#### TEXT EXTRACT:

Mother Jones: You've said that you don't really care for the term "graphic novel."
Daniel Clowes: I thought it would never catch on. It's a terrible term. They're not novels; most of them are memoirs, in fact. "Graphic" implies an illustrated novel; that's not what it is. I just thought people would say, "It's a comic book, why are you trying to trick us?" But it worked: "Graphic novel" now means something very specific. People hear those two words and take them to mean a type of book that is generally correct. I give up—it works. The branding guys won.
MJ: That reminds me of the character in Ice Haven who describes "graphic novel" as a "vulgar marketing sobriquet."
DC: I had fun with that. I also called it a "narraglyphic picto-assemblage." When I went on my little book tour for that book, two or three people introducing me would say, "Among his many narraglyphic picto-assemblages are Ghost World…"—they just absolutely took it seriously. It's hopeless.
MJ: It seems like that's an extension of the "comics aren't just for kids" theme that's always mentioned in reviews—you can also take comics way too seriously.
DC: It gets absurd. It's interesting that this topic is always of great interest—what are these called? My generation of cartoonists, we're not exactly underground. I don't know what we are. We never had a name, exactly. People would say "alternative," but that wasn't quite right. Or they'd say "post-underground." There were all these terms that never stuck. I always thought that was the best thing that ever happened to us. We didn't get pigeonholed as the '90s cartoonists. We didn't have a name, so we got to drift a long through the decades without being pinned into this clique.
MJ: I just read Wilson. I'm glad that you took on people who talk at you without your permission.
DC: You live in Berkeley, so you know it well. When my wife read the first half of the book she said, "This guy is like your über-nemesis—he's all the things that assault you on a daily basis." I think that's sort of true, but I also sort of admire a guy who can sit down at a table and just talk to somebody, even though he fails miserably at making a connection.

#### WHAT IS ASKED:
1) In the Daniel Clowes interview, why does Clowes say it was good that his generation of cartoonists never had a name? Answer in one to three sentences.
2) Carry on the Daniel Clowes interview, starting right after its last sentence.

#### DATASET RECORDS:
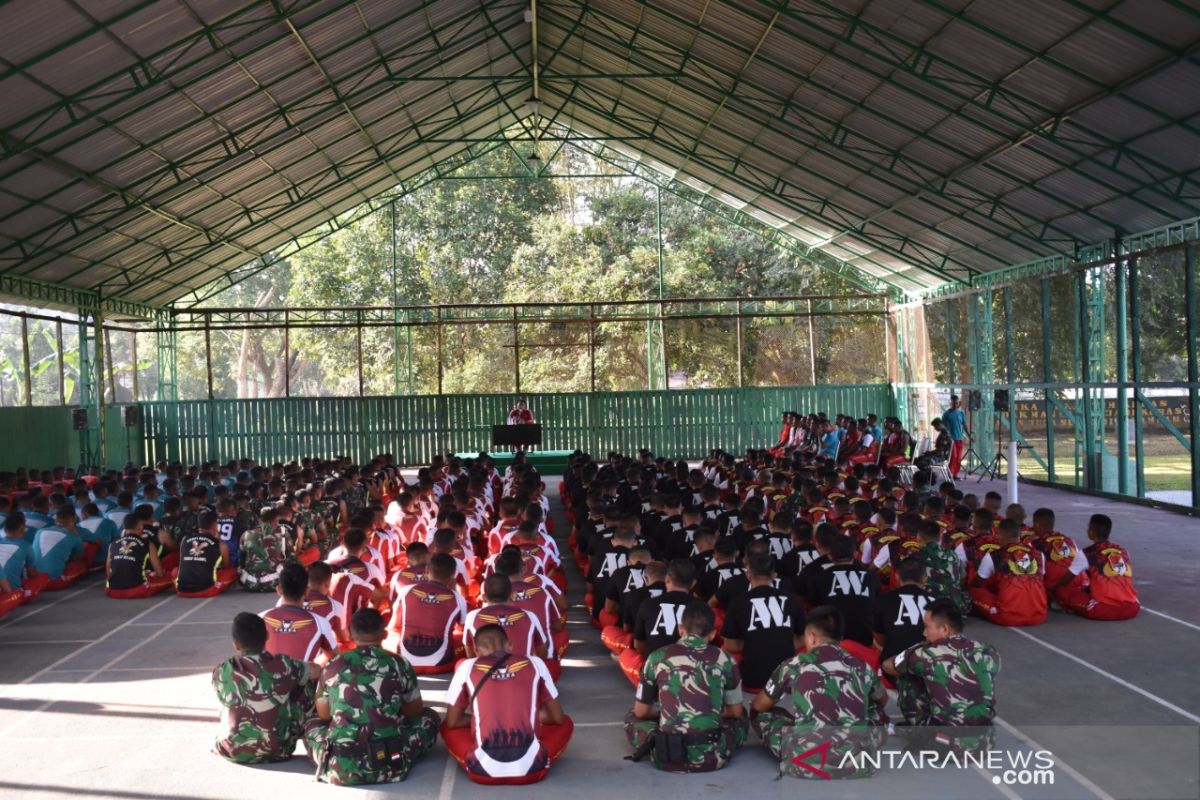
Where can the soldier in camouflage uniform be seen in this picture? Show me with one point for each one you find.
(264, 551)
(947, 684)
(371, 725)
(945, 573)
(837, 707)
(264, 697)
(330, 507)
(697, 687)
(355, 491)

#### PER-TASK ANSWERS:
1) Without a name, they were never pigeonholed as the '90s cartoonists. That let them drift through the decades without being pinned into a clique.

2)
MJ: Here's this guy who thinks he's being honest and open yet he's totally self-absorbed and always ends up in a communication breakdown. It made me think about Curb Your Enthusiasm, which always makes me wonder what it would be like to say whatever's on your mind. After reading Wilson, I realized this is what it would really be like—you'd be an outcast!
DC: Well, Larry David has this superpower that he's a billionaire. So he can do whatever he wants. Wilson has no visible means of support.
MJ: Wilson is set in Oakland, which is the first time I've recognized a specific city in one of your comics.
DC: The strip I did for the New York Times Magazine, "Mister Wonderful," that's set on and around Piedmont Avenue. This one's set more on Grand Avenue. My house is sort of in between those two, so they're the polarities of my little world.
MJ: A lot of your older stuff is set in a generic, anonymous urban setting.
DC: It's a combination of Berkeley, Chicago, and Brooklyn—the three places where I've spent the most time. Which somehow flattens out to seem like suburbia, which is weird. But if you draw a place like Brooklyn accurately, it really does look like suburbia.
MJ: So you were buddies with Chris Ware in Chicago?
DC: Just by some miracle, without knowing where I lived, he moved a tennis ball's throw away from me. He was living four buildings away. I could almost see his window; it was so odd. So we became really good friends.
MJ: And when you came out to Berkeley you met Adrian Tomine?
DC: It turned out he was in one of my wife's classes. I had gotten his comics and thought, "This guy isn't a college student, he's way too good. He's gotta be like 33 or something like that." Of course, he was 19 at the time. And it turned out he lived five doors away from me in Brooklyn. Those two guys were like the best two cartoonists to come along in the last 20 years, and to have them both miraculously wind up on the same block was very strange.
MJ: Now the three of you and a bunch of other cartoonists are drawing covers for The New Yorker. How did that come about?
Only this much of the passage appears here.